● **QUOTED PASSAGE**
>> start

Persistent Reference Interventions

JAR's notes for TAG F2F, 4 February 2011.

http://w3.org/2001/tag/2011/02/intervention.html referred to this document in 2011 - what does it do now?

Problem statement

Alice wants to write a reference to a document, perhaps because what the document says bears on a scholarly argument she is making. Alice wants to communicate enough information in the reference that Bob, who will check her argument 100 years from now (years after Alice has retired), will be able to use his automated assistent (web browser equivalent) to find the referenced document.

She also cares about today's readers, and the same reference needs to work now, or soon. (She is willing to wait until we have figured out how to help her.)

As success is not under her control, Alice will have to take a leap of faith, and trust, to varying extents, all the organizations and/or social institutions involved in bringing it about.

What string does Alice use for the reference, and what would other agents working on her behalf (perhaps the author or publisher of the document, or a library) have to do to ensure her that her reference is likely to work in 100 years?

>> end

● **WRITTEN INSTRUCTION**
Write out the notes on persistent references in full, word for word. The data that follows is separate material, apart from the notes on persistent references.

● **AVAILABLE DATA**
>> start

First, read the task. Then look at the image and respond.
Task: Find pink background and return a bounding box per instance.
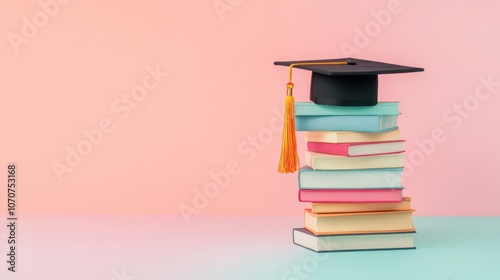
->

>> end

● **TASK RESPONSE**
Persistent Reference Interventions

JAR's notes for TAG F2F, 4 February 2011.

http://w3.org/2001/tag/2011/02/intervention.html referred to this document in 2011 - what does it do now?

Problem statement

Alice wants to write a reference to a document, perhaps because what the document says bears on a scholarly argument she is making. Alice wants to communicate enough information in the reference that Bob, who will check her argument 100 years from now (years after Alice has retired), will be able to use his automated assistent (web browser equivalent) to find the referenced document.

She also cares about today's readers, and the same reference needs to work now, or soon. (She is willing to wait until we have figured out how to help her.)

As success is not under her control, Alice will have to take a leap of faith, and trust, to varying extents, all the organizations and/or social institutions involved in bringing it about.

What string does Alice use for the reference, and what would other agents working on her behalf (perhaps the author or publisher of the document, or a library) have to do to ensure her that her reference is likely to work in 100 years?